• _Task description_
Drop every picture and give the entries back exactly.

• _Stored rows_

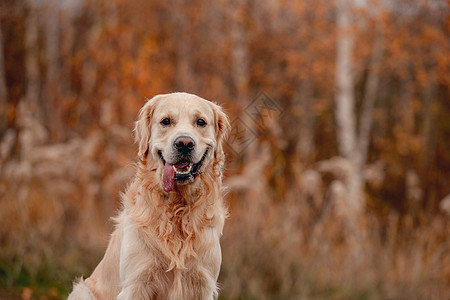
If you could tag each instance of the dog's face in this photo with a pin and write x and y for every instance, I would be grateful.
(182, 134)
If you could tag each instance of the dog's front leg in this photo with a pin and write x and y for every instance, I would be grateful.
(134, 267)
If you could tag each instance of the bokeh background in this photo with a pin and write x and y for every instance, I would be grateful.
(338, 164)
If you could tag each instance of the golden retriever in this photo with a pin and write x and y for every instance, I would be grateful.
(166, 241)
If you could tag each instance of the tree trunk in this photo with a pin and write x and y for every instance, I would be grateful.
(52, 103)
(239, 52)
(370, 93)
(3, 89)
(345, 103)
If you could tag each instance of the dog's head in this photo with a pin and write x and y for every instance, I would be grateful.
(181, 134)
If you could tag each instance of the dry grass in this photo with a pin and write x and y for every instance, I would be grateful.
(290, 245)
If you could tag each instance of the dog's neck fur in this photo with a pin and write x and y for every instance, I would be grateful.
(177, 223)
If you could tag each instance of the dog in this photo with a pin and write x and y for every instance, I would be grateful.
(166, 239)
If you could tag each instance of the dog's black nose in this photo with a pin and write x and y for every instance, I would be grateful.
(184, 144)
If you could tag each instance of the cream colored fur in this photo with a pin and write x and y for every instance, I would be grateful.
(166, 245)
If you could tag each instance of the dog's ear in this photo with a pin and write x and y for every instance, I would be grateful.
(142, 129)
(223, 127)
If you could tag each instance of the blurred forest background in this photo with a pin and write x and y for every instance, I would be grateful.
(338, 164)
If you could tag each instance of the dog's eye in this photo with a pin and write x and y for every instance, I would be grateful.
(165, 122)
(201, 122)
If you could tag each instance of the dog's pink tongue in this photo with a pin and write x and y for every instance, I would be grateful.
(168, 177)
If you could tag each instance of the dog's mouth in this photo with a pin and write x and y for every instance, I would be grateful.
(182, 172)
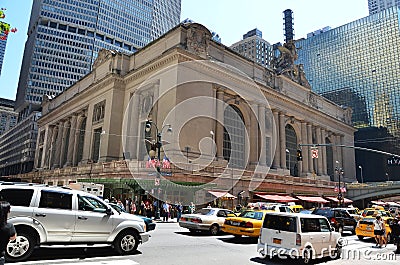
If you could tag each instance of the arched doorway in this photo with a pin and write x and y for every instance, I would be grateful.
(329, 160)
(291, 147)
(234, 137)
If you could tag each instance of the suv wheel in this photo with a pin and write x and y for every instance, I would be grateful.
(388, 238)
(126, 242)
(21, 248)
(214, 229)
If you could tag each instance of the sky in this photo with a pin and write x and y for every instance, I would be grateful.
(229, 18)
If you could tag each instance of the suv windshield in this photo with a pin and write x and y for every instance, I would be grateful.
(205, 211)
(252, 215)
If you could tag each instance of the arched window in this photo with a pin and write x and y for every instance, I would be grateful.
(234, 137)
(291, 147)
(81, 141)
(329, 160)
(66, 146)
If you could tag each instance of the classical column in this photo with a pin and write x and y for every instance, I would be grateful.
(319, 159)
(262, 141)
(341, 142)
(276, 163)
(324, 163)
(66, 125)
(282, 139)
(58, 144)
(79, 121)
(133, 127)
(71, 140)
(47, 147)
(219, 134)
(304, 149)
(310, 140)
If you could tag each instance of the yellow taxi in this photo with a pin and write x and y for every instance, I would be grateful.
(365, 227)
(247, 223)
(296, 208)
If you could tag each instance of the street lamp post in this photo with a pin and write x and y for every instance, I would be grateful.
(158, 145)
(287, 151)
(362, 178)
(340, 173)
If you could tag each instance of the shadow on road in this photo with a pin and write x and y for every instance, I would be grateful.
(286, 261)
(239, 240)
(73, 253)
(195, 233)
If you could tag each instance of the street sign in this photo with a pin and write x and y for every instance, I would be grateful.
(314, 153)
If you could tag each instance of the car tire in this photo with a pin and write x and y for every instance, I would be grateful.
(340, 230)
(389, 238)
(307, 256)
(338, 252)
(22, 246)
(214, 229)
(126, 242)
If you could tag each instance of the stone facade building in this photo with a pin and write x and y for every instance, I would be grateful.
(225, 112)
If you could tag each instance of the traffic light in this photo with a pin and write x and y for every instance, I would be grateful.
(299, 155)
(148, 126)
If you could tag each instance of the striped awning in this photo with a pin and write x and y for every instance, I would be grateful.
(312, 199)
(222, 194)
(336, 200)
(277, 198)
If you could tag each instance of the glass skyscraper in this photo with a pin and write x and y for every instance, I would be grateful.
(65, 36)
(376, 6)
(3, 44)
(358, 65)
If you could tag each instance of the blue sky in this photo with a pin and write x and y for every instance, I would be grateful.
(229, 18)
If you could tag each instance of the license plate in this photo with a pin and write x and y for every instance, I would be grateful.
(276, 241)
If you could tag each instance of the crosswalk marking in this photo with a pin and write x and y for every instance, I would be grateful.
(88, 261)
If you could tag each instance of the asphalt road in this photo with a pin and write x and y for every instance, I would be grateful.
(172, 245)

• _Correct output_
If you could tag each instance of the dog's face in this photo with a pin and write x and y for every instance, I would be grateful.
(182, 134)
If you could tag each instance of the dog's front leg in this photo with a pin and write x and y for every instance, I would be grateful.
(134, 267)
If you could tag each instance of the bokeh background in this photo with a pin and write x and y for every instance, I would be grateful.
(338, 164)
If you could tag each instance of the golden retriever in this photo with a pin and write x and y for every instance, I would be grateful.
(166, 241)
If you could tag each instance of the tree trunk in this photo with a pin and write x and y for every instance, I would be grateful.
(52, 103)
(239, 52)
(370, 93)
(3, 89)
(345, 103)
If you could tag each instance of the dog's head in this photo with a pin and write x and y for every instance, I would be grateful.
(181, 134)
If you could tag each instance of the dry grass in this photo with a pin and write x and y for every instance, I would be grateful.
(290, 245)
If you could tag each instance of the dog's neck fur in this photo with a pin and write x and y for every instance, I would be grateful.
(177, 223)
If you could tag each instance of the dog in this photo with a pin and write x and y for every instance, I would be grateful.
(166, 239)
If you could tag each instance of the dog's black nose in this photo with a pin and write x and y for every instance, I would be grateful.
(184, 144)
If you could tag each instance of the cream colored fur in this photo with a pin and write x and y for every instance, I would be grateful.
(166, 245)
If you could tag each instance of the dog's ear in this photo with a pin and write x and y for every instance, I would be grateful.
(142, 129)
(223, 127)
If you could tag each instance of the blurred forest background in this photo with a pin and write x and y for every instance, I would be grateful.
(338, 164)
If you could tag each instance of the dog's eye in this photo with a pin and write x and y for every instance, I would be grateful.
(165, 122)
(201, 122)
If you could tag each instance of the dog's pink tongue in this photo with a pin and write x and y for every instance, I would be grateful.
(168, 177)
If you could tag each instance of the dog's mouth in this photo with a pin and write x and y for every instance, I would be grateful.
(182, 172)
If you could tag each instance of the arched doorway in this photo with a pin and write x and y for every instance, I would be grateful.
(329, 160)
(291, 147)
(234, 137)
If you could tag each instance of the suv wheel in this photo with a pin and write x and y for every instance, I would be grateful.
(388, 238)
(126, 242)
(21, 248)
(214, 229)
If you could tag each instance of the sky in this photo with a pin and write x and y for every instance, I would be grateful.
(229, 18)
If you could tag each instance of the suv windshield in this photo with a pin and write x and y for every instance, I would be grateful.
(205, 211)
(252, 215)
If you could tag each instance of the arched window in this photo with a pin and write x and y for every instance, I would be grateful.
(234, 137)
(291, 147)
(81, 141)
(329, 160)
(66, 146)
If you could tag each instance of the classical column in this photo with a pin and write x and y for every instance, I would be grateful.
(319, 159)
(262, 141)
(341, 142)
(276, 163)
(324, 163)
(66, 125)
(282, 139)
(58, 144)
(79, 121)
(133, 127)
(71, 140)
(47, 147)
(219, 134)
(304, 149)
(310, 140)
If you could tag each instance of the yellow taxi in this photo with a pin and write x and y for every instance, I would be grateful.
(365, 227)
(247, 223)
(296, 208)
If you could tag each instance of the street lamp post in this photo with a pin and write x and y for every instance, I would be grateful.
(158, 145)
(287, 151)
(362, 178)
(340, 173)
If you could tag each instance of the shadow on road in this photo with a pin and write x and y for every instance, I would be grateful.
(286, 261)
(239, 240)
(73, 253)
(195, 233)
If you could tag each instance of the street sign in this photo with a pin and write x and y for every instance, I would be grateful.
(314, 153)
If you could tag each instance of the car tire in this photo with a pin and write x and y for every instance, I would be grateful.
(340, 230)
(389, 238)
(307, 256)
(338, 252)
(22, 246)
(214, 229)
(126, 242)
If you could tag each instance of the stone facade building in this photo with a pin and write x and y for every instance, I would be grateful.
(225, 112)
If you could tag each instance of the traffic light in this photo with a pin and write x and y for every instance, I would be grateful.
(299, 155)
(148, 126)
If you could tag each instance of the striped awning in this photo with a pin and write x and y for every instance, I would be grateful.
(312, 199)
(222, 194)
(336, 200)
(277, 198)
If you could tag each instance of the glass skyscraper in this photo with a pin and write x and y for every instance, I would be grateful.
(65, 36)
(376, 6)
(3, 44)
(358, 65)
If you could tag each instance of the blue sky in this photo with a pin and write x and y for every instance, I would be grateful.
(229, 18)
If you could tag each instance of the license plate in this photo with a pin and write x and y for every instance, I would be grateful.
(276, 241)
If you could tag each instance of the crosswalk marking in this photo with a pin and write x and y for every instance, I would be grateful.
(88, 261)
If you could tag each instance of the asphalt road in this photo with a pin and write x and y for every instance, I would be grateful.
(172, 245)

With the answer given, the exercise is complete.